SUPPLIED DATA
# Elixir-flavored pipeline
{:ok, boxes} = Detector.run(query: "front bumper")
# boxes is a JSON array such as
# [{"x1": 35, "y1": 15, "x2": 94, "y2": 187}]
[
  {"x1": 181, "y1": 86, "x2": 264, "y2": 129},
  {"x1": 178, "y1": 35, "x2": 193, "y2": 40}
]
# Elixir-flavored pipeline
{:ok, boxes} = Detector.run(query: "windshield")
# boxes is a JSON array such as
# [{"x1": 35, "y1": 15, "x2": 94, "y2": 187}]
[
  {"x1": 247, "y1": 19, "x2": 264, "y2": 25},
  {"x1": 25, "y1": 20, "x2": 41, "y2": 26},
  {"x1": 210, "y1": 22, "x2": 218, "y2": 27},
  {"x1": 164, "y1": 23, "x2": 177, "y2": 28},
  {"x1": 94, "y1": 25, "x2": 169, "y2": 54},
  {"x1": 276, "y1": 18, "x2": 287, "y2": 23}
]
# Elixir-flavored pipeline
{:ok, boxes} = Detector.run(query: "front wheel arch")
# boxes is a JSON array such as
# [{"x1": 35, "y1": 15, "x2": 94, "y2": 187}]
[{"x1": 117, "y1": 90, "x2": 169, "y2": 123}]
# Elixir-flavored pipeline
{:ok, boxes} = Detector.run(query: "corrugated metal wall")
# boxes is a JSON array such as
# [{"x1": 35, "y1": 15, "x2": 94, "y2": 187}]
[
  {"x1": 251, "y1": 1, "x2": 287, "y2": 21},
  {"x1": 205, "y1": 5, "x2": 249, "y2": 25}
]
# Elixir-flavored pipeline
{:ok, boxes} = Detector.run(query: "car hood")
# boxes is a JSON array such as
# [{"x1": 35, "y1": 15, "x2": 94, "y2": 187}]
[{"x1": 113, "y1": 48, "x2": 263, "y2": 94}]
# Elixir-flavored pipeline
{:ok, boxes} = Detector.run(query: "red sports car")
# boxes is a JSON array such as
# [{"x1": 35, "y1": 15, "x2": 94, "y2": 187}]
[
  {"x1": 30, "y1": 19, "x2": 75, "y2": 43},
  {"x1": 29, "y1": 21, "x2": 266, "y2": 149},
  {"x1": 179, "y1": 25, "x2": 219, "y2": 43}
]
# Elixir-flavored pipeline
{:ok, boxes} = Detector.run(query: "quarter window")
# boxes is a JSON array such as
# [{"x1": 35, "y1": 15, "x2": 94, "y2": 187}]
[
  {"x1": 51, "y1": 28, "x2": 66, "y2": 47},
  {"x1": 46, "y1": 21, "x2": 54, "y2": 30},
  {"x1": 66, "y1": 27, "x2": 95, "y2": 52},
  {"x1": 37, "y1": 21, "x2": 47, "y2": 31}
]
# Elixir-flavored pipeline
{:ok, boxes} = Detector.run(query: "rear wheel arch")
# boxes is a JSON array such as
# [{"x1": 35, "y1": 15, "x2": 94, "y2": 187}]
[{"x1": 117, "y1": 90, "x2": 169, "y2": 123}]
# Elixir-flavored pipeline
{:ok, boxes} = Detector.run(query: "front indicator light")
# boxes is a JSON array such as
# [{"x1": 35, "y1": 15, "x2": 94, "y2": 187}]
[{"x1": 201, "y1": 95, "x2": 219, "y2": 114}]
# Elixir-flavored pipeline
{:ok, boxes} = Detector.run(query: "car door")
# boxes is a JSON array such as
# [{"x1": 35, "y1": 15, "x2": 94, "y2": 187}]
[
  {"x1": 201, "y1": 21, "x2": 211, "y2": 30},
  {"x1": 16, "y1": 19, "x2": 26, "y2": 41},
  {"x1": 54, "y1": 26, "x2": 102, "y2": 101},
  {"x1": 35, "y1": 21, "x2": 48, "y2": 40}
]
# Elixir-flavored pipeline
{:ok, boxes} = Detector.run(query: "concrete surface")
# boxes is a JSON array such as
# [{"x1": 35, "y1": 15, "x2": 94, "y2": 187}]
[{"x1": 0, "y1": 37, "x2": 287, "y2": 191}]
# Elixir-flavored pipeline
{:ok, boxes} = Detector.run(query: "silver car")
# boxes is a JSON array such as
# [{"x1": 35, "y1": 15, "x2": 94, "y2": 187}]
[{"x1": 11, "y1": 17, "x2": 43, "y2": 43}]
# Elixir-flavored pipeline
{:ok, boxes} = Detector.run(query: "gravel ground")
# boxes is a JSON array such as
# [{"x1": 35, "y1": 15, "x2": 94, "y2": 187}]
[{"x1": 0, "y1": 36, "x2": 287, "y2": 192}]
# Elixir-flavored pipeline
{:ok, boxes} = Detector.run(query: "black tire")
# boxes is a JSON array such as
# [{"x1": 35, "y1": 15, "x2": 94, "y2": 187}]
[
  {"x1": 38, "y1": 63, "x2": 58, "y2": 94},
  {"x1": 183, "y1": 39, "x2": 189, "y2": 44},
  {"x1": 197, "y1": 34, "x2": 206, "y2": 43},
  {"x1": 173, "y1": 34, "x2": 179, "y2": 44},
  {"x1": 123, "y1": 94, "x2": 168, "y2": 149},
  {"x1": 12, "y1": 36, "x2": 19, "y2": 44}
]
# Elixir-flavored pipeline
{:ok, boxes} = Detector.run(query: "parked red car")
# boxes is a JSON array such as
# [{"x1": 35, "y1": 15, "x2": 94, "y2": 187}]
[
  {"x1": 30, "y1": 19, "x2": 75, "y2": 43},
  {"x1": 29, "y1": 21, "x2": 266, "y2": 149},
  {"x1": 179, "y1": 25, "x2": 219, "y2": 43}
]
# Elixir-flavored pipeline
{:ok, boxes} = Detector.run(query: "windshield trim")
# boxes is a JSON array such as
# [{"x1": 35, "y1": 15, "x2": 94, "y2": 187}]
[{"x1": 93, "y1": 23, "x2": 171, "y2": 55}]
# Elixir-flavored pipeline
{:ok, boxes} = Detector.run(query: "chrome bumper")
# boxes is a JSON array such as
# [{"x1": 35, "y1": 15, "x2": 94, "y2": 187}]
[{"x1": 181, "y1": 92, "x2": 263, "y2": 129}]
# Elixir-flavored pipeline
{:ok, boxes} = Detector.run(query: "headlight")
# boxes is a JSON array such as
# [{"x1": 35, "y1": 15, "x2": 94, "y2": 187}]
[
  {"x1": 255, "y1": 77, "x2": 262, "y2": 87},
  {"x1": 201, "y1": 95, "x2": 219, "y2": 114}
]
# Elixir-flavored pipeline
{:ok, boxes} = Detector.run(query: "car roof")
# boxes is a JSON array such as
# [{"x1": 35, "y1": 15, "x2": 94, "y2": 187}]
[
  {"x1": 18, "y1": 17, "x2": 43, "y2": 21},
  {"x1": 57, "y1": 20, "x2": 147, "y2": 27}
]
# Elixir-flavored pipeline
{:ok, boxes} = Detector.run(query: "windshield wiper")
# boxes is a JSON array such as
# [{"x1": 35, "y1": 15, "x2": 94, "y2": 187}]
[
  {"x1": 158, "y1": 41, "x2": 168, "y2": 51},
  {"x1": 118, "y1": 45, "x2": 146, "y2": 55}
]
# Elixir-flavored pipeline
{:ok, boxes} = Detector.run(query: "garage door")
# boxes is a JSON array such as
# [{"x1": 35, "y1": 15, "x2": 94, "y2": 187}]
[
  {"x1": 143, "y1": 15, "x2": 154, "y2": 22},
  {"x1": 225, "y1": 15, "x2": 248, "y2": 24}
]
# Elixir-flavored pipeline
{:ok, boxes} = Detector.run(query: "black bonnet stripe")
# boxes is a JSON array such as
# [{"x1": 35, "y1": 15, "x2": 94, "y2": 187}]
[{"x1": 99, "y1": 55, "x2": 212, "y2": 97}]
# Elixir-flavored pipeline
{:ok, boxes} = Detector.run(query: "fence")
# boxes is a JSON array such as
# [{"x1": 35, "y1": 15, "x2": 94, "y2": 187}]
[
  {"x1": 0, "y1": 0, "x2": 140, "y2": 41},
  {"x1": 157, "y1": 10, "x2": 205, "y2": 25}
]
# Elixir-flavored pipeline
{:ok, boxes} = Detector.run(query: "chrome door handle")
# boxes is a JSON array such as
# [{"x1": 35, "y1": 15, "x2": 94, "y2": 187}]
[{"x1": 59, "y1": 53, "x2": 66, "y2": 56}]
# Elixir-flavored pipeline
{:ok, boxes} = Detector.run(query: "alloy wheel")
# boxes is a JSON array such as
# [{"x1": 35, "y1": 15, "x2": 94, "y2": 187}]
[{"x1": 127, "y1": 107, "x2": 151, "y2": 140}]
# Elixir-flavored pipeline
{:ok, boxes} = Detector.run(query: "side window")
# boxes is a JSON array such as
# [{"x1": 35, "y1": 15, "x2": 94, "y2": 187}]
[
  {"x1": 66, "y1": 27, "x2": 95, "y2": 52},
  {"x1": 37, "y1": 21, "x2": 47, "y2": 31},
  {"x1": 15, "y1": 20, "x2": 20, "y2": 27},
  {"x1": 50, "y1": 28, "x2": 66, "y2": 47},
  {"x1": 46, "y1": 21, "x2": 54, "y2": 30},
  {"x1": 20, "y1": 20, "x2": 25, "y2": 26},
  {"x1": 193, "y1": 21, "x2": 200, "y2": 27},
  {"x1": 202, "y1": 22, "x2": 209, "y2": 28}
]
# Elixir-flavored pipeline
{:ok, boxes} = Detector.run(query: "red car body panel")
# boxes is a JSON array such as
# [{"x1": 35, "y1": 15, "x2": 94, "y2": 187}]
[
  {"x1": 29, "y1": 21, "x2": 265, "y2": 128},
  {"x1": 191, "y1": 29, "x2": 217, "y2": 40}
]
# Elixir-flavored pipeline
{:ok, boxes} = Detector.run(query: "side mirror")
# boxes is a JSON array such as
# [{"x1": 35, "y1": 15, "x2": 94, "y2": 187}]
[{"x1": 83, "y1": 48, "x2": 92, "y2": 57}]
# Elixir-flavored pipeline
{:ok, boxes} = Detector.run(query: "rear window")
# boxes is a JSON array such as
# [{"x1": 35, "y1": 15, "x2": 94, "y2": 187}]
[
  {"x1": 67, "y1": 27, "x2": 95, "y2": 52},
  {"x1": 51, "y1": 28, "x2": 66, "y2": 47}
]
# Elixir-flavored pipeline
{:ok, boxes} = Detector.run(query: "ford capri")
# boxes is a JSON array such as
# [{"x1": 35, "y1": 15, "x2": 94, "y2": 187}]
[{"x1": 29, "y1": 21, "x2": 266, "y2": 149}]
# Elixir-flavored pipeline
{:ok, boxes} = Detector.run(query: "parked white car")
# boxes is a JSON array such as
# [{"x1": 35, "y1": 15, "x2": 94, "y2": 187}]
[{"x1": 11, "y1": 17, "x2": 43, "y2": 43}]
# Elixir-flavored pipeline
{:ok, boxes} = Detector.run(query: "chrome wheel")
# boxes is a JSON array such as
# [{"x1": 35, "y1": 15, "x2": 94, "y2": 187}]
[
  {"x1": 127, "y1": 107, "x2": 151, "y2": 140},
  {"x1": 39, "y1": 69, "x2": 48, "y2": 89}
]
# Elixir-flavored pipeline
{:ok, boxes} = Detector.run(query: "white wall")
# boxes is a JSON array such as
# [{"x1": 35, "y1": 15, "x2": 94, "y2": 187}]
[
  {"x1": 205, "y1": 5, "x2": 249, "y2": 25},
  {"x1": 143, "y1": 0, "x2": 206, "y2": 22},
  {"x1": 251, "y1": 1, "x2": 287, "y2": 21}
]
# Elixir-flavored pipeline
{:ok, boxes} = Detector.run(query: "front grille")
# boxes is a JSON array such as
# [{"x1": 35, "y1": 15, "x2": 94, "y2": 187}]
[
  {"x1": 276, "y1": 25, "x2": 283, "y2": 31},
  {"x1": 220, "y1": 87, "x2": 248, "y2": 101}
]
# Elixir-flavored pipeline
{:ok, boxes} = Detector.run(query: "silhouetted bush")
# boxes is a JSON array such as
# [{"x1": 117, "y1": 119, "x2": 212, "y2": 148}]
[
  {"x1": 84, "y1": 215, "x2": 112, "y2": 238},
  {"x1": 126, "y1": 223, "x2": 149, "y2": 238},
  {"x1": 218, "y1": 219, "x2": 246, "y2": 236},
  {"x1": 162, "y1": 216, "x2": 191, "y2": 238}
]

THE EXERCISE
Please tally how many lines of the entries above contain the word "black" and reply with the number alone.

ANSWER FOR THIS EXERCISE
2